* [Work request] Please output the data below exactly as given, starting at its first line and stopping after the line that contains "Query: car tire".

[Stored data]
━━━━

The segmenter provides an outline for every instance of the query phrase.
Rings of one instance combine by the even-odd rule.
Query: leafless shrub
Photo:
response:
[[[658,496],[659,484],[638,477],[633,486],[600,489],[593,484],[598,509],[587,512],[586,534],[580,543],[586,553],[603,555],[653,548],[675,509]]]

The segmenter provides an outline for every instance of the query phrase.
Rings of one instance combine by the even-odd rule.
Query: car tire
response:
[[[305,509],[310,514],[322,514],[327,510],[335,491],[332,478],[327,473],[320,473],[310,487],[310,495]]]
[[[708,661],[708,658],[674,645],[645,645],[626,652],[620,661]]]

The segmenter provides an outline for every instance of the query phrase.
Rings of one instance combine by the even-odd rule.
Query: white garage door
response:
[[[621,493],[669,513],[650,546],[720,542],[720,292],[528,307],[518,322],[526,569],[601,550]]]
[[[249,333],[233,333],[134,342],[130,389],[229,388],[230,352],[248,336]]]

━━━━

* [Response area]
The segmenter provides an outline for every instance of the query phrase.
Rings of one instance combine by the even-odd rule.
Query: leafless shrub
Photo:
response:
[[[658,496],[659,484],[638,477],[633,486],[600,489],[593,484],[598,509],[587,512],[586,534],[580,543],[586,553],[603,555],[653,548],[675,509]]]

The segmenter provides an outline for every instance of the query phrase.
Rings of one instance combine by the even-odd rule.
Query: car tire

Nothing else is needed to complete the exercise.